• [Exercise goal] Every record that follows should appear again in your answer, exactly the same.

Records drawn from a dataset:
****************

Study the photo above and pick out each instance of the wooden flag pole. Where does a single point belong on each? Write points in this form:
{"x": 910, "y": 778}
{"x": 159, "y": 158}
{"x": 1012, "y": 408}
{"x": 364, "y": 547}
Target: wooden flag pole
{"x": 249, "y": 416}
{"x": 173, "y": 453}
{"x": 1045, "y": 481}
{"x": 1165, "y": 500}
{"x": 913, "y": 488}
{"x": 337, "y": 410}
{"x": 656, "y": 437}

****************

• [Response to this task]
Study the photo above and pick out each instance of the wooden flag pole. Where does a single point belong on each? Write points in this form:
{"x": 910, "y": 778}
{"x": 159, "y": 158}
{"x": 1012, "y": 408}
{"x": 364, "y": 547}
Target: wooden flag pole
{"x": 249, "y": 416}
{"x": 173, "y": 453}
{"x": 1045, "y": 481}
{"x": 1165, "y": 500}
{"x": 913, "y": 488}
{"x": 337, "y": 410}
{"x": 656, "y": 437}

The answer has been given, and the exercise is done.